PROBLEM TO WORK ON
Format the data below as a JSON list of strings, one string per line, leaving out any blank lines.

INFORMATION SHOWN
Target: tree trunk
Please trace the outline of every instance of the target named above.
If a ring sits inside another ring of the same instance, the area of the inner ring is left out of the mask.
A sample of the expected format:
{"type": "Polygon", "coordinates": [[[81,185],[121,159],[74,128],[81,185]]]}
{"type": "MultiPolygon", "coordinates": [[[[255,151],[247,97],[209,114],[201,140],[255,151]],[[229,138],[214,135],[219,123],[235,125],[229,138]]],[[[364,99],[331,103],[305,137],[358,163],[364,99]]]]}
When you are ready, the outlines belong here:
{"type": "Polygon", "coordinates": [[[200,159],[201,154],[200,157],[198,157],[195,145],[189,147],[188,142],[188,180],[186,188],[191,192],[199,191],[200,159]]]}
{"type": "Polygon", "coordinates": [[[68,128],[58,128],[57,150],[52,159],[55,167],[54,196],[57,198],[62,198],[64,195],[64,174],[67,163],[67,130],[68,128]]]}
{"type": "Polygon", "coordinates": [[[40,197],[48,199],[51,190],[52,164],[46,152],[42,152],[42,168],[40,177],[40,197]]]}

ANSWER TO THE TASK
[
  "Target: tree trunk",
  "Please trace the outline of every instance of the target named above.",
  "If a ring sits inside another ring of the same instance, the area of the inner ring is left out of the mask.",
  "A sample of the expected format:",
  "{\"type\": \"Polygon\", \"coordinates\": [[[81,185],[121,159],[74,128],[81,185]]]}",
  "{\"type\": \"MultiPolygon\", \"coordinates\": [[[[255,151],[247,97],[209,114],[201,140],[255,151]],[[229,138],[214,135],[219,123],[235,125],[229,138]]],[[[364,99],[331,103],[305,137],[358,163],[364,99]]]]}",
  "When you are ready, the outlines belong here:",
  "{\"type\": \"Polygon\", \"coordinates\": [[[200,159],[201,154],[200,157],[198,157],[195,145],[189,147],[188,142],[188,180],[186,188],[191,192],[199,191],[200,159]]]}",
  "{\"type\": \"Polygon\", \"coordinates\": [[[68,128],[58,128],[57,150],[52,159],[55,167],[54,196],[57,198],[62,198],[64,195],[64,174],[67,163],[67,130],[68,128]]]}",
  "{\"type\": \"Polygon\", \"coordinates\": [[[40,197],[48,199],[51,190],[52,164],[46,152],[42,152],[42,168],[40,177],[40,197]]]}"
]